Segment Open
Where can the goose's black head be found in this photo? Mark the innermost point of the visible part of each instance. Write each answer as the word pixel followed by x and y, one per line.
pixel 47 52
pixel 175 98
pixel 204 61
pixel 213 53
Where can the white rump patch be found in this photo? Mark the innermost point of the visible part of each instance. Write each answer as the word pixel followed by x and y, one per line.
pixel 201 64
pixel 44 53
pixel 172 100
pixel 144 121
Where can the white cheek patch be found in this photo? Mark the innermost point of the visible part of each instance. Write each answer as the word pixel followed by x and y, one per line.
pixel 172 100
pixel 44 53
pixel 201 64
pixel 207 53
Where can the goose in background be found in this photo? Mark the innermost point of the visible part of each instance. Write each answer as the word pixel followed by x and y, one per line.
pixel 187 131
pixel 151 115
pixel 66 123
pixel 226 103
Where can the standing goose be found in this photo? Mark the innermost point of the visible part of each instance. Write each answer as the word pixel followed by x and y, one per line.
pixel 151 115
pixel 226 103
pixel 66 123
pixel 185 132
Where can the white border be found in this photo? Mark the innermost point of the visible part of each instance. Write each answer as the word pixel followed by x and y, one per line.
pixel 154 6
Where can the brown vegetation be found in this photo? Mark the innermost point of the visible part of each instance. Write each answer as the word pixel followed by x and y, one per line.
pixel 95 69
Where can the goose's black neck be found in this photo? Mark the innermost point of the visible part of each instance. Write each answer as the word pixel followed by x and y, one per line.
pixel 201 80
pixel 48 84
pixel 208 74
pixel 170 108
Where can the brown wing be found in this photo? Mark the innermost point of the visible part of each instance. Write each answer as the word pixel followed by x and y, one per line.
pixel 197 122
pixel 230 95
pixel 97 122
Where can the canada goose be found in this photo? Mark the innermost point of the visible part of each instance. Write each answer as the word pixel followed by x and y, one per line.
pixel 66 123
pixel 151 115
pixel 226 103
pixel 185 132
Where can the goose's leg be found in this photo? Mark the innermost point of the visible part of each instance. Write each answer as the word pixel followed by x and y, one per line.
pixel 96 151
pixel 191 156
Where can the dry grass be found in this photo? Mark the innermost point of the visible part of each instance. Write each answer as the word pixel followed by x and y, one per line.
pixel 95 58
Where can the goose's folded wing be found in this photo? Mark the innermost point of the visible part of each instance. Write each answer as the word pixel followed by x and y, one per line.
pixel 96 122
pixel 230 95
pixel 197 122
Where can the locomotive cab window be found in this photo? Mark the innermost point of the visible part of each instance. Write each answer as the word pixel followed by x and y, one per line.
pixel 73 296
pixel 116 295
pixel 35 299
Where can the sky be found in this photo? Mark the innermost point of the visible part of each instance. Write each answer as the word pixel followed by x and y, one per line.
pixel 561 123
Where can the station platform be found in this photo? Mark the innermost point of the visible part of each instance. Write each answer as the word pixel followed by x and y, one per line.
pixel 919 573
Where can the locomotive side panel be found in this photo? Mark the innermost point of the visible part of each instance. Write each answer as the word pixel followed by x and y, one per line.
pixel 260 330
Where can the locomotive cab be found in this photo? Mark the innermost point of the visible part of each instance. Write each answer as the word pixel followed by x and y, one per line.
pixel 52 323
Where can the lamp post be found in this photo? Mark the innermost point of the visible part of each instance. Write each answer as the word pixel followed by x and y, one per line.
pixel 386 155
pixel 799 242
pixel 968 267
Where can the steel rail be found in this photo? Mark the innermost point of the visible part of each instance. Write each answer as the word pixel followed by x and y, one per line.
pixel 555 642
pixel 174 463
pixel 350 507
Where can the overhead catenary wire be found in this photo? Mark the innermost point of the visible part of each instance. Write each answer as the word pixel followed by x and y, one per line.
Segment Closed
▸ What is needed:
Output the listing above exactly, keeping each line as it was.

▸ Solution:
Where can the goose's black head be found in this photo? Mark the innermost point of the visible part of each instance. Write each answer as the word pixel followed by x and y, one per line.
pixel 47 52
pixel 175 98
pixel 204 61
pixel 213 53
Where can the white rump patch be found in this photo? Mark the innermost point of the visible part of each instance. Write each answer as the word pixel followed by x and y, one per line.
pixel 201 64
pixel 44 53
pixel 172 100
pixel 144 121
Where can the white cheek patch be found in this photo? Mark the innermost point of the visible part of each instance. Write each answer as the word pixel followed by x and y, one per line.
pixel 172 100
pixel 44 53
pixel 201 64
pixel 207 53
Where can the goose in background be found in this photo? Mark the innermost point of the visible part of each instance. Write each answer as the word pixel followed by x and y, one per line.
pixel 187 131
pixel 151 115
pixel 66 123
pixel 226 103
Where can the standing goose be found in this photo? Mark the innermost point of the visible part of each instance. Write each answer as the word pixel followed by x and y, one per line.
pixel 151 115
pixel 226 103
pixel 66 123
pixel 185 132
Where can the white border be found in this photo? Mark the innermost point of the visible part of each instance. Write each answer as the word pixel followed by x and y, one per line.
pixel 154 6
Where can the brown vegetation be found in this photo? Mark the innermost point of the visible part of each instance. Write each answer as the word pixel followed by x and y, one per line.
pixel 95 69
Where can the goose's black neck be found in this photo? Mark the innermost point of the visible part of each instance. Write each answer as the word pixel followed by x and y, one per line.
pixel 201 80
pixel 48 84
pixel 208 74
pixel 170 108
Where can the brown wing be found in this photo? Mark the innermost point of the visible part of each instance. Write each answer as the word pixel followed by x and y, one per line.
pixel 197 122
pixel 230 95
pixel 97 122
Where can the canada goose be found in this photo? Mark the innermost point of the visible part of each instance. Write each answer as the word pixel followed by x and y, one per line.
pixel 66 123
pixel 151 115
pixel 226 103
pixel 185 132
Where can the goose's leg be found in this photo? Mark the innermost point of the visible part of each instance. Write each answer as the word pixel followed by x and y, one per line.
pixel 96 151
pixel 191 156
Where can the dry grass be found in this photo? Mark the innermost point of the visible part of each instance. Write each answer as the word pixel followed by x and y, one per line.
pixel 95 58
Where can the goose's folded wing be found in this photo? Mark the innermost point of the visible part of each instance. Write each answer as the word pixel followed by x and y, one per line.
pixel 96 122
pixel 230 95
pixel 197 122
Where can the locomotive cab window be found in this photo? Mark the innermost point of the visible part of each instance. Write each answer as the word pixel followed by x and y, one per line.
pixel 73 296
pixel 116 295
pixel 35 299
Where can the sky be found in this photo? Mark the innermost point of the visible part of each instance. Write each answer as the word pixel followed by x and y, one per line.
pixel 561 123
Where can the station platform be found in this photo? Mark the innermost point of the visible part of each instance. Write each answer as the word pixel followed by x and y, one per line.
pixel 919 573
Where can the locomotive side panel be found in this photo? Mark the innermost point of the visible part of each instance. Write each answer as the word pixel followed by x and y, one per line.
pixel 260 330
Where can the locomotive cab be found in this photo? Mark the innermost point of the visible part of each instance. Write each answer as the word pixel followed by x and y, one per line.
pixel 52 323
Where can the lamp post be found in this photo? Mark the innermost point of the visible part of each instance. Write each answer as the word pixel followed by x and y, one per line.
pixel 386 155
pixel 799 242
pixel 968 267
Where can the steel rail be found in this photo? Mark the innermost point of the visible part of each instance. Write each answer as the word pixel followed by x and y, one per line.
pixel 555 642
pixel 174 463
pixel 350 507
Where can the overhead catenary wire be found in this photo? Mark the innermost point of the visible part of each instance. Write each answer as the word pixel followed by x and y, one per line.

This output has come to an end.